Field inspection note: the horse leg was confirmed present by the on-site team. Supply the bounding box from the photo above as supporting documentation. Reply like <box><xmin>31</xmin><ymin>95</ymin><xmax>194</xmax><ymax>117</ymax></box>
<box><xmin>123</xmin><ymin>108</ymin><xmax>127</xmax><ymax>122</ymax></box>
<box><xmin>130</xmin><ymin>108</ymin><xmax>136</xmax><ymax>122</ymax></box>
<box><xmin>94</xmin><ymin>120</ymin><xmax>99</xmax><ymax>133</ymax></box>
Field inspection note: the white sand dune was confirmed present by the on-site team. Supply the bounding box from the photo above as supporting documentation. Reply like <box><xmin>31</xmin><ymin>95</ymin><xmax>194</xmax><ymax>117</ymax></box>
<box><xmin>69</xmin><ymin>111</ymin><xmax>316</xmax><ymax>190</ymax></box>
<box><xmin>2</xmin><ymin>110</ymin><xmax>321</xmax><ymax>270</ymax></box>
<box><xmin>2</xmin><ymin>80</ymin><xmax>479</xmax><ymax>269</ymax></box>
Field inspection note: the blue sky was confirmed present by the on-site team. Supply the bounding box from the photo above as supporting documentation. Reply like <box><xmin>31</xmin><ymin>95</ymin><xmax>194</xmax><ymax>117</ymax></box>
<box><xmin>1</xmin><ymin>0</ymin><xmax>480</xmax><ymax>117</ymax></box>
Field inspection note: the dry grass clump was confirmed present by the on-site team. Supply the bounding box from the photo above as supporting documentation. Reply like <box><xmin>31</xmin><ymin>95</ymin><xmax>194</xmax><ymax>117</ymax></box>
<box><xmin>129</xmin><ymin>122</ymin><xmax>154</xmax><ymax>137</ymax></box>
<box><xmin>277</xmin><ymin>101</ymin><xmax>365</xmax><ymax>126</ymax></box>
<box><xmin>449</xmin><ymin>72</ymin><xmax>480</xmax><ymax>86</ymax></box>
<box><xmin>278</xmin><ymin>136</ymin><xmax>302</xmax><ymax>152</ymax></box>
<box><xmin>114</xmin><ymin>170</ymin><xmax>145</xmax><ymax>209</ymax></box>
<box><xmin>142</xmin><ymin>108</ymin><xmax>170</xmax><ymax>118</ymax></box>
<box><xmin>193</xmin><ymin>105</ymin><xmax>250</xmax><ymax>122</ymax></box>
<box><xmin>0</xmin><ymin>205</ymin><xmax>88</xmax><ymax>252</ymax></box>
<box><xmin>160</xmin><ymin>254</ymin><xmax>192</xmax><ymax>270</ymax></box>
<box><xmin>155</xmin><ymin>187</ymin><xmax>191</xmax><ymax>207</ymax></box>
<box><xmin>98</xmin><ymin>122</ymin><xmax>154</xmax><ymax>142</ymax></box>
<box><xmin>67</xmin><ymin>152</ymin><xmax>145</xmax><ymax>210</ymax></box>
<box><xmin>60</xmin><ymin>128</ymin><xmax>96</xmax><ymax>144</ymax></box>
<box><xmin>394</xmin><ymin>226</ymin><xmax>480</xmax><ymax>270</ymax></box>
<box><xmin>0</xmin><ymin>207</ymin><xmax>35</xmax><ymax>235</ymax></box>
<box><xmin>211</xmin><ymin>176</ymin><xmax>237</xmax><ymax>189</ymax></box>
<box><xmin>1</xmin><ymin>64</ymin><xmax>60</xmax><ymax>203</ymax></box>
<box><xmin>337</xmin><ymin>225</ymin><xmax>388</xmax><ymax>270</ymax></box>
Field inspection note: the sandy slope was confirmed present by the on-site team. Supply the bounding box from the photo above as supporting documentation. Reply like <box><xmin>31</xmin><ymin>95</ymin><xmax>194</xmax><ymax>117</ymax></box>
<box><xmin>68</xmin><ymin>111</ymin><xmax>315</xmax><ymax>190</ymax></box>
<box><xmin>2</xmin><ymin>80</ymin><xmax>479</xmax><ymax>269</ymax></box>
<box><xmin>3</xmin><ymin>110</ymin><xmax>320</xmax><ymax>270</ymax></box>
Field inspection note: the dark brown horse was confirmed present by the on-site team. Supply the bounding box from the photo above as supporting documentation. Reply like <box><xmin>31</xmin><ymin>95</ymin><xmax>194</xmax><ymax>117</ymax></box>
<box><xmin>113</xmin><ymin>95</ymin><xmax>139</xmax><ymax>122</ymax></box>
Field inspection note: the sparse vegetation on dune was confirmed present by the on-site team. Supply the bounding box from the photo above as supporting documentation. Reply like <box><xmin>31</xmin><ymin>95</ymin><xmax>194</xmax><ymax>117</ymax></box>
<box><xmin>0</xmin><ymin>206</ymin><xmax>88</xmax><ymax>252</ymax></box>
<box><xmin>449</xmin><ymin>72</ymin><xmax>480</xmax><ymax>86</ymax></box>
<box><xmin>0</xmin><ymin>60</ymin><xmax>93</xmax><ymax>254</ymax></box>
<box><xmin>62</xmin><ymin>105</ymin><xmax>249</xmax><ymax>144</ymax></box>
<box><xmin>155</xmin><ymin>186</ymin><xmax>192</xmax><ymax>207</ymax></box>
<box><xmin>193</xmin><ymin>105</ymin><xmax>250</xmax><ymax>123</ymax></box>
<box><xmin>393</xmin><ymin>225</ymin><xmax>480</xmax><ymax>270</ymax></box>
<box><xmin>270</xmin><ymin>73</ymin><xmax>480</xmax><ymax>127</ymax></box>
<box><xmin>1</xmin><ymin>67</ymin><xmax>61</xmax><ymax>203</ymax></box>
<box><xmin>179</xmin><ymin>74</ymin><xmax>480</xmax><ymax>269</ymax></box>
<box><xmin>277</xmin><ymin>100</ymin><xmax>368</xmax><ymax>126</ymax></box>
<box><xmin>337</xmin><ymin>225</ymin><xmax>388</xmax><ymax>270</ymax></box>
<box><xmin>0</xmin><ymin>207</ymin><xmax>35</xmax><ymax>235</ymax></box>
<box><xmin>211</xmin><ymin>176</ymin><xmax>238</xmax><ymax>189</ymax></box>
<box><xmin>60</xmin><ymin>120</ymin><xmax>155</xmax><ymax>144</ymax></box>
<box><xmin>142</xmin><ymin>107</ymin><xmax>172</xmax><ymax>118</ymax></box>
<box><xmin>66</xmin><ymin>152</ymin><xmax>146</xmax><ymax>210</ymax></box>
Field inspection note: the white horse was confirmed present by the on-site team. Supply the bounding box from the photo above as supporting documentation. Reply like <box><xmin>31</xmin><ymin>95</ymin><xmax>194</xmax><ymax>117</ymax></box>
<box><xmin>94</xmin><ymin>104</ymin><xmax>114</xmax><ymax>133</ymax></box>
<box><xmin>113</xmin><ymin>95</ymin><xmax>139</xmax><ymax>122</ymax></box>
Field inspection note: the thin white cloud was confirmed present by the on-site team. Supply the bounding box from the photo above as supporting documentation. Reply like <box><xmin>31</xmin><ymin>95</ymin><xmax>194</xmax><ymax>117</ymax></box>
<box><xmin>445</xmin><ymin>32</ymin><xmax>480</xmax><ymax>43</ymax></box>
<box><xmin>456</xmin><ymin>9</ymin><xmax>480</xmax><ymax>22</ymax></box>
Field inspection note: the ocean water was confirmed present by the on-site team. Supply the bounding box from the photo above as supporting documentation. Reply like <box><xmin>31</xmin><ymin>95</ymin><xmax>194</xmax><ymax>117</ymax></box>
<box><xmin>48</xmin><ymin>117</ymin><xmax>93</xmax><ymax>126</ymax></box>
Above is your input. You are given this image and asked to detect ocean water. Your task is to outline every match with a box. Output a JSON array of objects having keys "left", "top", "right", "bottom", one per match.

········

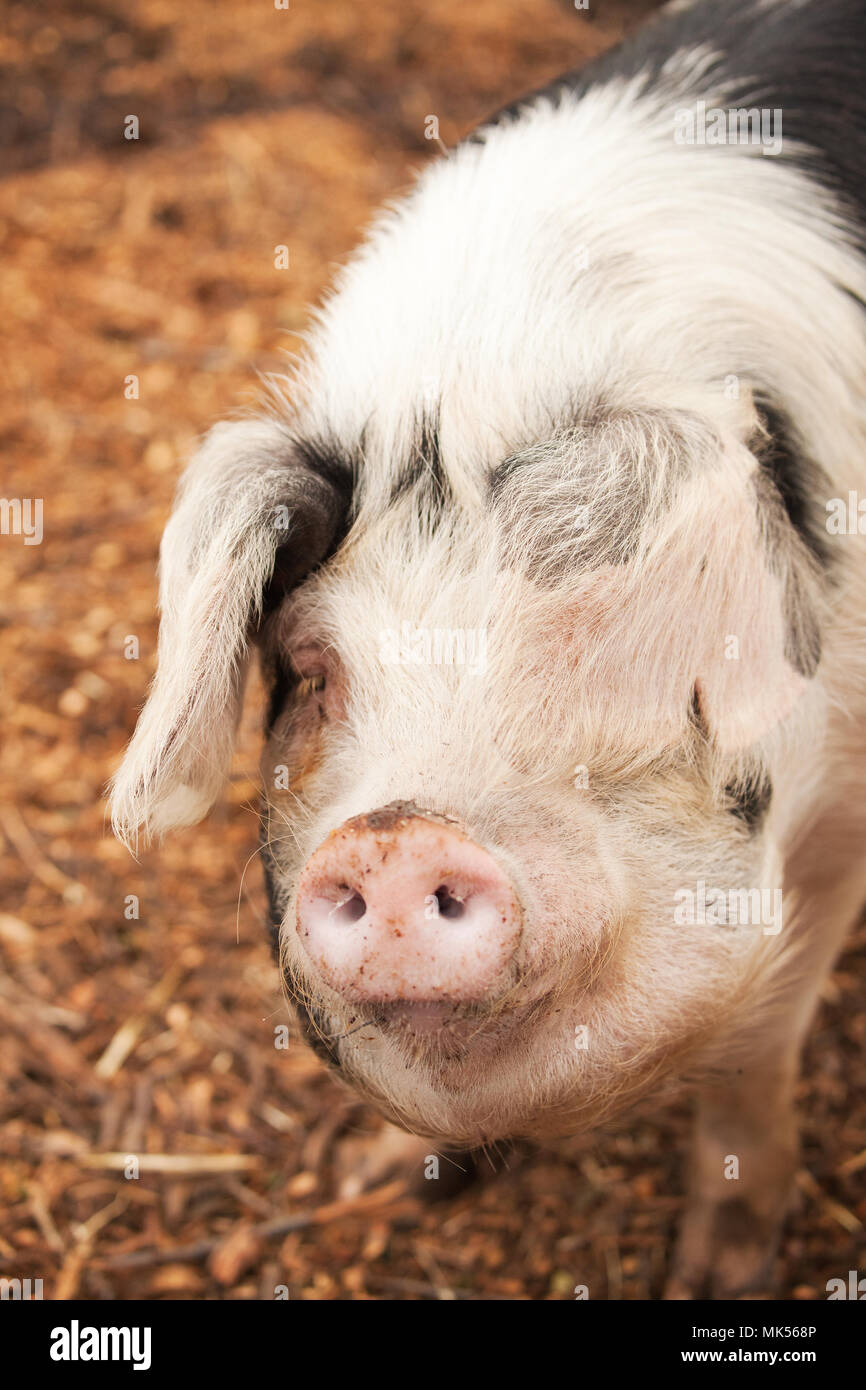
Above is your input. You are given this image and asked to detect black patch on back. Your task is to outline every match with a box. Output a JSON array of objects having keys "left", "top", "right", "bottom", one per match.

········

From the line containing "Field inspection note: the ocean" down to the line containing "to detect ocean" in the material above, reproduce every line exactly, including the two end lines.

Field inspection note: the ocean water was confirmed present by the on-site team. Supply the bounding box from the photo above as supporting documentation. Reply like <box><xmin>31</xmin><ymin>95</ymin><xmax>194</xmax><ymax>117</ymax></box>
<box><xmin>48</xmin><ymin>117</ymin><xmax>93</xmax><ymax>126</ymax></box>
Above is your input. You are given this image and asked to detect ocean water. Your task is to outline every match with a box. Output a JSON array of objects having keys "left", "top", "right", "bottom", one per match.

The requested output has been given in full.